# [DOCUMENT SEGMENT]
+ + + + + + +
You can look at any ocean topography yourself, the land around the Azores is only a few hundred feet deep and sea levels were over 400 feet lower before 9,500 B.C.

I'm talking about underneath and between the Azores, not the actual mounts themselves.

It is, however your fault that you can *only* read a few pages. What about the part where he says the island was even larger than Asia Minor? Or that they had colonial holdings on the Eastern continent that should have left behind artifacts? Or that once Atlantis sank it left behind a massive, impassable shoal that effectively bottles up the Mediterranean? You are autistically fixating on the one statement that Atlantis was beyond the Pillars of Hercules, which does not prove anything.

Can you read?

>Ancient indicators, i.e. relict beaches, marine deposits, and wave cut-terraces, of Pleistocene shorelines and sea level show that the Azores Islands have not subsided to any significant degree. Instead, they demonstrate that some of these islands have actually risen during the Late and Middle Pleistocene. This is evidenced by relict, Pleistocene wave-cut platforms and beach sediments that now lie well above current sea level. For example, they have been found on Flores Island at elevations of 15-20, 35-45, ~100, and ~250 meters above current sea level.

Can you read?

>I'm talking about underneath and between the Azores, not the actual mounts themselves.

>What about the part where he says the island was even larger than Asia Minor?

So that completely destroys your weak hypothesis that it was in the mediterranean, along with the other things you've just quoted.
+ + + + + + +
(Items from a data source)

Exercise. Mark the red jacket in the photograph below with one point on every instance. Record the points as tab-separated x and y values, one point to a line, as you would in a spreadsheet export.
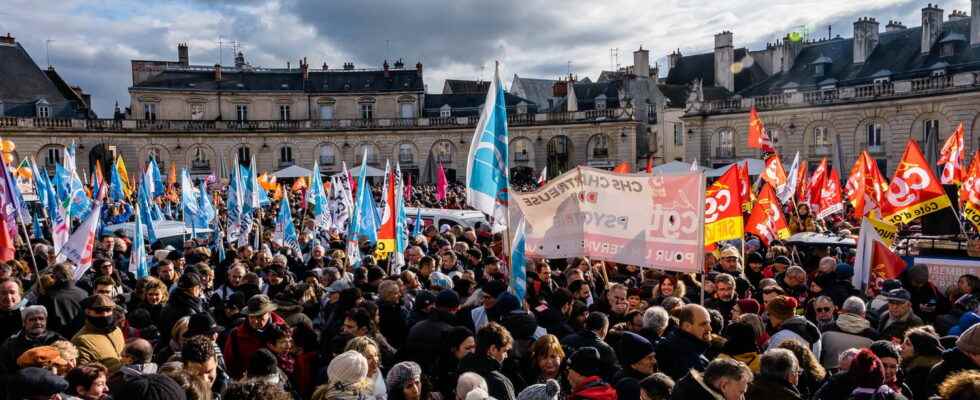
242	342
593	388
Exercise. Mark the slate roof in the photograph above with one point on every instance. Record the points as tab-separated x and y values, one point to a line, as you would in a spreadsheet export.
464	105
702	66
458	86
23	84
897	57
331	81
537	91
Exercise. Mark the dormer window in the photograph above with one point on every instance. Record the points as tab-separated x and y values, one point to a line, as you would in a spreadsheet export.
43	109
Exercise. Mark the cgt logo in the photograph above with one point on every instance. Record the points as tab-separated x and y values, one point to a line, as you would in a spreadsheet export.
904	189
588	197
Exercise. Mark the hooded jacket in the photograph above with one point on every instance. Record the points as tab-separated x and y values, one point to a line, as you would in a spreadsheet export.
498	386
848	331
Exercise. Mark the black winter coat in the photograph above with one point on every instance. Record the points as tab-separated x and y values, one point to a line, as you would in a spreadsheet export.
681	352
498	386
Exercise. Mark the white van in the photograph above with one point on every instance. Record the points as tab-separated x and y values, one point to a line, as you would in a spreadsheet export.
440	216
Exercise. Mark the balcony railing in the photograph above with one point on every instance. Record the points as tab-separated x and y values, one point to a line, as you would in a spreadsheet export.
178	126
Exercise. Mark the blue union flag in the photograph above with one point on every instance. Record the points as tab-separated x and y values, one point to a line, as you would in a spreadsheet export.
486	168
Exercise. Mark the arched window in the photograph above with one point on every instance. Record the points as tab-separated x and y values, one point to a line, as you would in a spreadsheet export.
286	156
821	141
725	143
328	155
599	147
443	151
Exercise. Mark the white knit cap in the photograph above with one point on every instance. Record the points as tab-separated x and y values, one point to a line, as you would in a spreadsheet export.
348	368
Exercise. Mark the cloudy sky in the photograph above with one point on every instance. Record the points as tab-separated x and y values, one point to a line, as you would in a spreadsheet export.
91	42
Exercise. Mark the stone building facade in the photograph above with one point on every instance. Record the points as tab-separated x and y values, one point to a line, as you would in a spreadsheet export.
836	97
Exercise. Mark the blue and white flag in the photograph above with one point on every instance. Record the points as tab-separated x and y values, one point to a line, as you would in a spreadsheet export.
285	234
486	166
518	264
137	251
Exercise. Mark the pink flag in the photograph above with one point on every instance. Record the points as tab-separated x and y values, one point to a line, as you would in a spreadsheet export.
441	184
409	189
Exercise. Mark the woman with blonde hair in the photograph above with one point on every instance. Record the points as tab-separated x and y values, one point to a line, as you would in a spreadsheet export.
346	378
545	362
367	347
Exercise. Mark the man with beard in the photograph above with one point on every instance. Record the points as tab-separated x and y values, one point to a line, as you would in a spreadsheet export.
184	302
34	334
100	340
11	302
724	299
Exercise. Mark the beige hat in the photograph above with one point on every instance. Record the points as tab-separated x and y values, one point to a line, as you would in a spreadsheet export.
348	368
969	341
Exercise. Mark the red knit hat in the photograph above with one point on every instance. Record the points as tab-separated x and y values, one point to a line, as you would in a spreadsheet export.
866	370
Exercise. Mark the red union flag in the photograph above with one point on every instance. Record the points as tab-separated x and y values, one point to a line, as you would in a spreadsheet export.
914	190
951	158
767	220
775	174
722	209
830	196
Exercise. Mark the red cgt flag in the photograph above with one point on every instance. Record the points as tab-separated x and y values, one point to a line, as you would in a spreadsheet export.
767	221
915	191
885	264
951	158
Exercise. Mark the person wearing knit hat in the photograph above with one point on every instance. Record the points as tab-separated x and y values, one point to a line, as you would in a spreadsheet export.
583	374
151	387
541	391
745	306
404	381
921	350
789	326
346	377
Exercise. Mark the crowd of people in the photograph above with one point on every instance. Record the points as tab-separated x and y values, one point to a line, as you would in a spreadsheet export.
+ + + + + + +
# [SHORT TASK]
Answer these questions about the exchange on Atlantis and the Azores:
(a) According to the exchange, how much lower were sea levels before 9,500 B.C.?
(b) On which island have relict wave-cut platforms and beach sediments been found above current sea level?
(c) What does the exchange say Atlantis left behind once it sank?
The records aren't needed for this.

# [EXERCISE ANSWER]
(a) Over 400 feet lower.
(b) Flores Island.
(c) A massive, impassable shoal that effectively bottles up the Mediterranean.